==== Input material ====

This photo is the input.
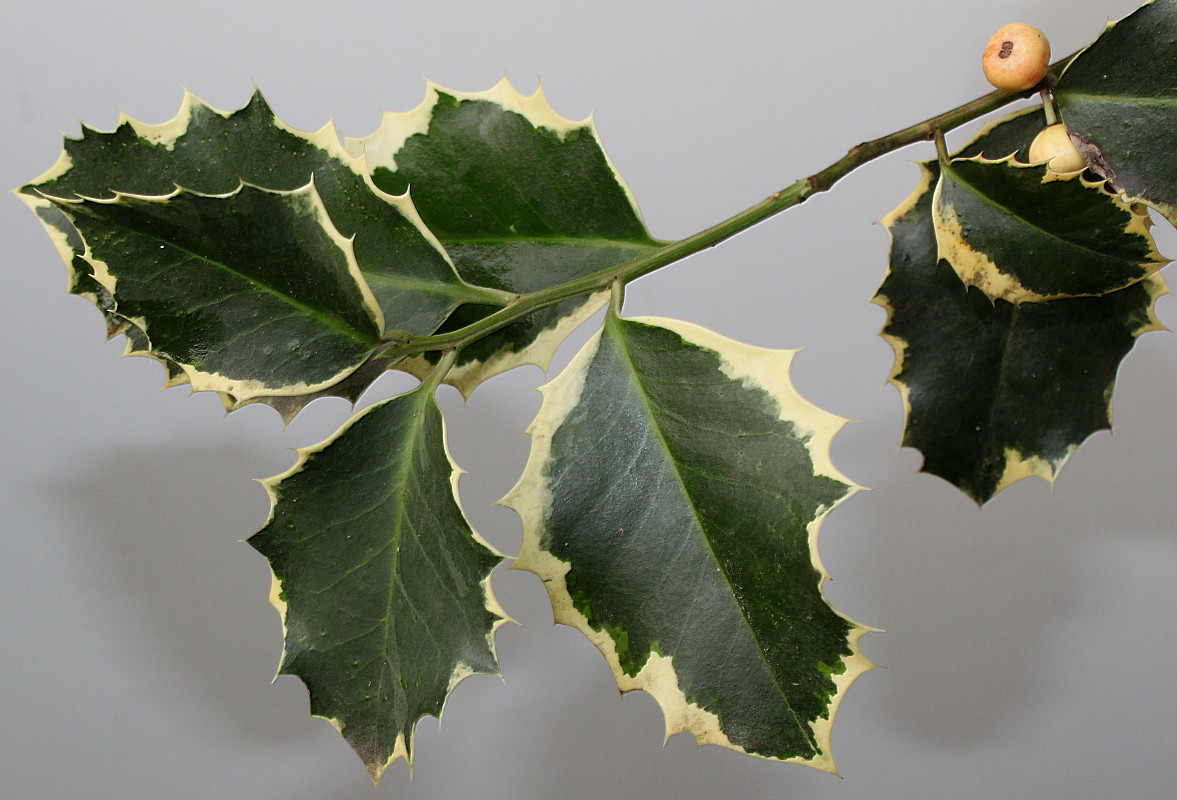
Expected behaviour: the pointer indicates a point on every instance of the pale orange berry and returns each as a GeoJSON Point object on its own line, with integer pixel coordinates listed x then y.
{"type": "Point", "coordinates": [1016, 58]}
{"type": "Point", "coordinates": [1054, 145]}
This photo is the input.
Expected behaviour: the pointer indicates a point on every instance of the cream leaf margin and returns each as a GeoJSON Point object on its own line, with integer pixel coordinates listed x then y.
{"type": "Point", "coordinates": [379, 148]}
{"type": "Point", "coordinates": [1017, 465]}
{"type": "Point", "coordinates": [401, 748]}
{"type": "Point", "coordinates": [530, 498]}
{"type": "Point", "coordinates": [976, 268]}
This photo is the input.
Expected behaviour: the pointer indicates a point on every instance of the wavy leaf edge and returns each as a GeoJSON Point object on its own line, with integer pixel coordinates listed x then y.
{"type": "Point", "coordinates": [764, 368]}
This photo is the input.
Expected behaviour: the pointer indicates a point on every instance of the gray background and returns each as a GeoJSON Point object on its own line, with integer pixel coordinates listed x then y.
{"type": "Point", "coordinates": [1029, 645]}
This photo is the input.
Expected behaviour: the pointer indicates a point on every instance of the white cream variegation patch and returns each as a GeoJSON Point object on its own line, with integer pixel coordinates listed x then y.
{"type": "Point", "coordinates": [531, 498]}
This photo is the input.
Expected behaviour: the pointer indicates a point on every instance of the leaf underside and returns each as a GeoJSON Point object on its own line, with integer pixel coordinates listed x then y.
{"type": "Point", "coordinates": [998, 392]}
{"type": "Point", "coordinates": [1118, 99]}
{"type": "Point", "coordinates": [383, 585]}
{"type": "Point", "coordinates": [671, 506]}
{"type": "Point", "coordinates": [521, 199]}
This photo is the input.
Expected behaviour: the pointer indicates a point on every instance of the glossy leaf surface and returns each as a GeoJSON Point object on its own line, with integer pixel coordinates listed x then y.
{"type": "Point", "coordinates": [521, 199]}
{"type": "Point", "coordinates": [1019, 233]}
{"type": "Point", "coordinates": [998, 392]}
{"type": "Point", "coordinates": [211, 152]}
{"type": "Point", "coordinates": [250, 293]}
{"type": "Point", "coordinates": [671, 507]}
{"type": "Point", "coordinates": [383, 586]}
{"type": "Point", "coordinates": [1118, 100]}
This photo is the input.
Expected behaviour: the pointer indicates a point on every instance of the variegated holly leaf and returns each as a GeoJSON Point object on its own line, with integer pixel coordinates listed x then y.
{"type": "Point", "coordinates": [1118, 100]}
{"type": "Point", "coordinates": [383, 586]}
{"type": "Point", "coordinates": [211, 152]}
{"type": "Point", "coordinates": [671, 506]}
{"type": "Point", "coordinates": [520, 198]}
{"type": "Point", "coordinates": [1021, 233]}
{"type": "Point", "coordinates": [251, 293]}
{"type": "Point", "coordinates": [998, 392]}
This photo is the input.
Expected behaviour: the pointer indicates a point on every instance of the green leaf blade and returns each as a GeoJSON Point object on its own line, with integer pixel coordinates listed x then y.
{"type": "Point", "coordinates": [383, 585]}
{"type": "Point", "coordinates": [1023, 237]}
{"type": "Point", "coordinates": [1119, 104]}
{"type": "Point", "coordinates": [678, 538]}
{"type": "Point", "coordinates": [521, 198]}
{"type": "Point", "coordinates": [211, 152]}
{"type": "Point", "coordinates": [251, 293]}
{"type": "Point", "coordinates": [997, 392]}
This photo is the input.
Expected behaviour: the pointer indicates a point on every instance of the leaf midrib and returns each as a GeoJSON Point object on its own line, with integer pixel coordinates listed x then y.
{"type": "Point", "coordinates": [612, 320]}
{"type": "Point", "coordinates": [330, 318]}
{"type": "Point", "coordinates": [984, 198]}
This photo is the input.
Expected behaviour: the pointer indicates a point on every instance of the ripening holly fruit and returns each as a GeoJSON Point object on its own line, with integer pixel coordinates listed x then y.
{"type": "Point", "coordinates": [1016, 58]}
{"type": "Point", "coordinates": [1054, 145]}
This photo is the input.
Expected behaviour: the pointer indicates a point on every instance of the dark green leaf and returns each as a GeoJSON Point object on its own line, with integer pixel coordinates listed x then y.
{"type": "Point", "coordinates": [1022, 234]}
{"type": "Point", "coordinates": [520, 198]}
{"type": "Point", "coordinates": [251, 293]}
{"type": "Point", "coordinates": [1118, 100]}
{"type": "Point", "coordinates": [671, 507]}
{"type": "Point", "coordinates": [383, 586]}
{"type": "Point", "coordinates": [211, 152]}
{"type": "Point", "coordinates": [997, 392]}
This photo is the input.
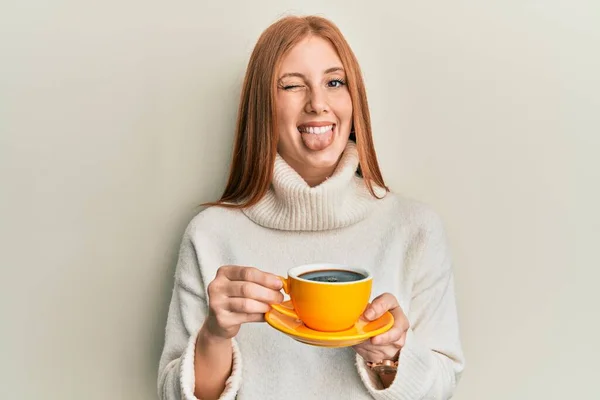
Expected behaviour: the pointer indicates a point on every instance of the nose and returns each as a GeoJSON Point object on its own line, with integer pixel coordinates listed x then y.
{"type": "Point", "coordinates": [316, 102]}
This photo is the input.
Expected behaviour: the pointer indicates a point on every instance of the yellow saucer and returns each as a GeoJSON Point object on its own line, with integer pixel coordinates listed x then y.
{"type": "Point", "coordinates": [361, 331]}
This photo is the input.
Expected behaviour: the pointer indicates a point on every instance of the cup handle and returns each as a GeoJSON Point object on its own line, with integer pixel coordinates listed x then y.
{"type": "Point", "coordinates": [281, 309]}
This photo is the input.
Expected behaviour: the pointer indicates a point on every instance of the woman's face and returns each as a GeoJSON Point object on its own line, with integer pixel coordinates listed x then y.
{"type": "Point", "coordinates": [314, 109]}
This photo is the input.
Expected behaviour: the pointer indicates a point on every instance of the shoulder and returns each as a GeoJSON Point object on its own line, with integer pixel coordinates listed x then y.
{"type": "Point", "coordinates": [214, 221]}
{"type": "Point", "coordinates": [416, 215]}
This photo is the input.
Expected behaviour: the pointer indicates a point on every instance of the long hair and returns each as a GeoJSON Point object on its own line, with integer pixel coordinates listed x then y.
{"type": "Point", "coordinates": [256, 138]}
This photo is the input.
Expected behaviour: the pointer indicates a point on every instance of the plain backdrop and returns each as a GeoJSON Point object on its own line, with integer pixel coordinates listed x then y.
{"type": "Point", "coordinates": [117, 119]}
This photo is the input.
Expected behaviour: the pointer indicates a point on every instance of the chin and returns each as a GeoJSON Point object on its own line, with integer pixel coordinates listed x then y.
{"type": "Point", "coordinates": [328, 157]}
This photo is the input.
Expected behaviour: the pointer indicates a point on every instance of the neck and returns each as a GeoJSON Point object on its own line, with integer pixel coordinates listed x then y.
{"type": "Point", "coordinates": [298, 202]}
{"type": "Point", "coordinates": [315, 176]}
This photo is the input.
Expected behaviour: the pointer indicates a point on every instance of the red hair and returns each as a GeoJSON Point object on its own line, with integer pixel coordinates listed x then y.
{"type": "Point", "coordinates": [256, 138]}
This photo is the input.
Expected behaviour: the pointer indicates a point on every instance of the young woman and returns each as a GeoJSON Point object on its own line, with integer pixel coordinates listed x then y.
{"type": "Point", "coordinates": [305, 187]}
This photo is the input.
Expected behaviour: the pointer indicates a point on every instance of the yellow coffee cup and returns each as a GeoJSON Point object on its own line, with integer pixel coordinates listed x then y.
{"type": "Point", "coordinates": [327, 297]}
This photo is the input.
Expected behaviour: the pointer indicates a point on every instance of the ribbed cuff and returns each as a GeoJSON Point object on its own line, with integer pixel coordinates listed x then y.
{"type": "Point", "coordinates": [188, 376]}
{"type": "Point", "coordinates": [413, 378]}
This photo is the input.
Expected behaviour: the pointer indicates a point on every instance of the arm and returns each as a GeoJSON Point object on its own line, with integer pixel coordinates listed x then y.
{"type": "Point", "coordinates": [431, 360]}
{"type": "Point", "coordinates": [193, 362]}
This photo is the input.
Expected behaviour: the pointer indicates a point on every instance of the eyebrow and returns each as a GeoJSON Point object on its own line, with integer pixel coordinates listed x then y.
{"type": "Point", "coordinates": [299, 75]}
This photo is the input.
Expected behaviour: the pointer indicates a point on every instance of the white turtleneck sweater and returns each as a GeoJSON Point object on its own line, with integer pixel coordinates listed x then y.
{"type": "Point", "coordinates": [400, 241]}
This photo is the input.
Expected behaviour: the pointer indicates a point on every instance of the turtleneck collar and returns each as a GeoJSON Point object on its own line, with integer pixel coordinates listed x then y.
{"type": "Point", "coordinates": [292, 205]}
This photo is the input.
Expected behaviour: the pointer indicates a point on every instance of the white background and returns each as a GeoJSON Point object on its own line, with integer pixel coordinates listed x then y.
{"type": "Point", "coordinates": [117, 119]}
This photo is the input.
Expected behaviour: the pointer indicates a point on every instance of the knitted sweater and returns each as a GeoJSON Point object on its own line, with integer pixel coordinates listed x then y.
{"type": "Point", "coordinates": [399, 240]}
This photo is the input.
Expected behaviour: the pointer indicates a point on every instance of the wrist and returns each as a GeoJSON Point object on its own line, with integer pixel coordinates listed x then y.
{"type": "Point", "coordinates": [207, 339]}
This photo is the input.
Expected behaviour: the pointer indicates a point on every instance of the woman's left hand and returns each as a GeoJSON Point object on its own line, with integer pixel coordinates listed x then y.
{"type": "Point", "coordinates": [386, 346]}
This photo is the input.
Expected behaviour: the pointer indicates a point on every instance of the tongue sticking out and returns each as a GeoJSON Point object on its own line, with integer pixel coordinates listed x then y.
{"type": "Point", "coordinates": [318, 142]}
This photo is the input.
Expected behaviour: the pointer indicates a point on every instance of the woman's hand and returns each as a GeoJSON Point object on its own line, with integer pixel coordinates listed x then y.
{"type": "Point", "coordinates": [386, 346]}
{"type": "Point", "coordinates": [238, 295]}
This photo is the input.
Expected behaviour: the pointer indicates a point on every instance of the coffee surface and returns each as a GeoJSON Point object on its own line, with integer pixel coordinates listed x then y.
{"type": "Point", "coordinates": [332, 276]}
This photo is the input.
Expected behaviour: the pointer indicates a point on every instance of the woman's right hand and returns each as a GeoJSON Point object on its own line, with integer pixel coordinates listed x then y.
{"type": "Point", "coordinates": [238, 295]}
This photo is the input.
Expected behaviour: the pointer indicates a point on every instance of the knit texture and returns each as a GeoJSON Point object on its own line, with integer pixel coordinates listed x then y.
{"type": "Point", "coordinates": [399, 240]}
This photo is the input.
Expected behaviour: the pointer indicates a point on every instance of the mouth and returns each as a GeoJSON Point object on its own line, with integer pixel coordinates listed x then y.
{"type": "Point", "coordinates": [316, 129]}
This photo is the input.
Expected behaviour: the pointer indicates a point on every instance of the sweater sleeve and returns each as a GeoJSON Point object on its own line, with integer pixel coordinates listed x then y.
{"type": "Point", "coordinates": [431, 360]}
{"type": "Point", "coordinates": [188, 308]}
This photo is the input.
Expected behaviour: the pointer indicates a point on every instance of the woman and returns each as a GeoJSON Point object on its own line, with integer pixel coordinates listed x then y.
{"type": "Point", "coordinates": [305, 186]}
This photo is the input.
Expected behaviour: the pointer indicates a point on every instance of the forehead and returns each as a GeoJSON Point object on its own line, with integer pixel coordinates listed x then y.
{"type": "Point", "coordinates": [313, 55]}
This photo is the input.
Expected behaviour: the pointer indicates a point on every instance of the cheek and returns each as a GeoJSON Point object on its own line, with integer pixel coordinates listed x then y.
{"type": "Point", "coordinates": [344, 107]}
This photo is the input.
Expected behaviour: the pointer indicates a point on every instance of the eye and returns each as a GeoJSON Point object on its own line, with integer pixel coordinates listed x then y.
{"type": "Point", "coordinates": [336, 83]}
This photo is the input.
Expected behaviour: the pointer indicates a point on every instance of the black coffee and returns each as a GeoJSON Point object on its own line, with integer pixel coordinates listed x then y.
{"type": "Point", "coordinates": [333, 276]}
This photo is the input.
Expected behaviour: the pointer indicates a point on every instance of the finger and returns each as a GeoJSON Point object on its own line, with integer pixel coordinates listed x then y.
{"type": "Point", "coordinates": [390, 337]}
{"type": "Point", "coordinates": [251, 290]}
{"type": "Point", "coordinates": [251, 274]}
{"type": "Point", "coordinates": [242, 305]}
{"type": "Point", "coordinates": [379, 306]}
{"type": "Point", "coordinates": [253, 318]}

====

■ **Work to be completed**:
Pick out every line in the items above that contains the word "green" and copy each one.

■ **Result**:
Expected behaviour: the pointer indicates a point on every instance of the green leaf blade and returns each as a GeoJSON Point object on its own line, with integer pixel coordinates listed x then y.
Expected behaviour: the pointer indicates a point on every instance of the dark green leaf and returns each as a GeoJSON Point object on its own line, with integer pixel coordinates listed x then y.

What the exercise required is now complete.